> [WORK REQUIRED]:
Update the records below by changing every "green grass" to "lawn" and keeping everything else the same. Leave the pictures out of your answer.
--
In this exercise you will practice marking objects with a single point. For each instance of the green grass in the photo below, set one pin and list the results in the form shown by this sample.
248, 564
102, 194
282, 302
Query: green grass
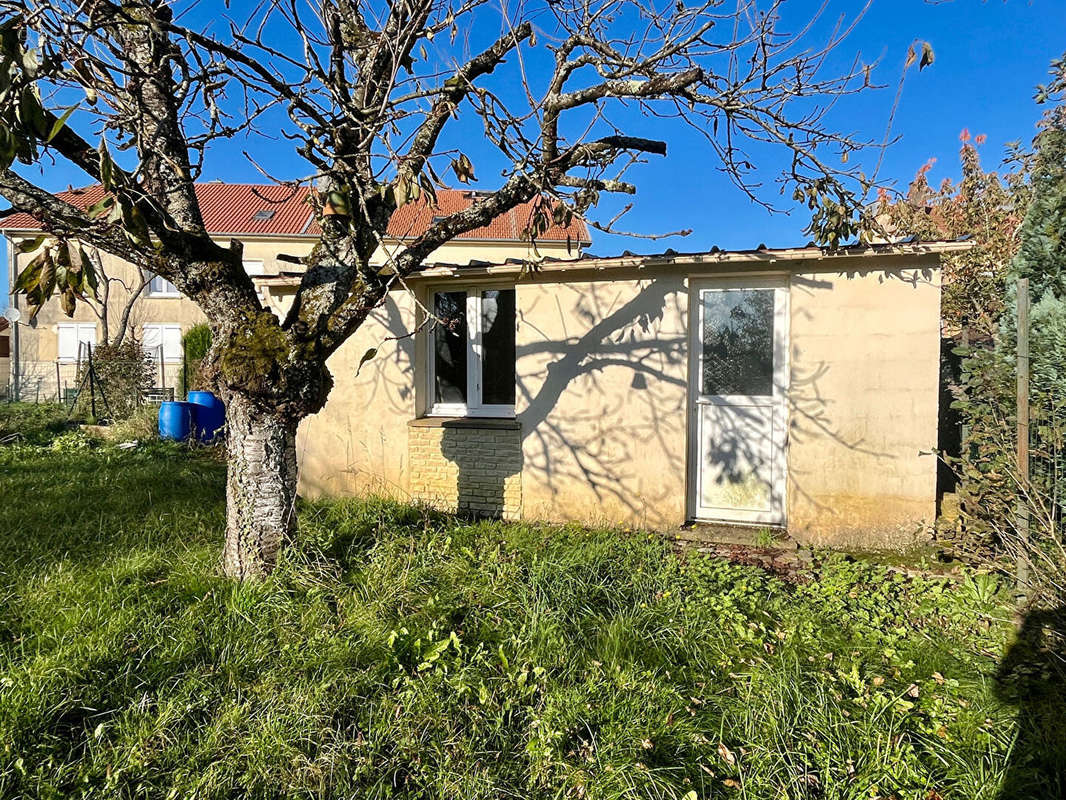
398, 653
32, 422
--
> [SOLVED PROBLEM]:
In this exercise you will practice marking objects with a single point. For each instance of the lawn in the photo below, set one pin and list the results in the form shown by this sample.
248, 564
102, 194
282, 302
Query: lawn
398, 653
32, 422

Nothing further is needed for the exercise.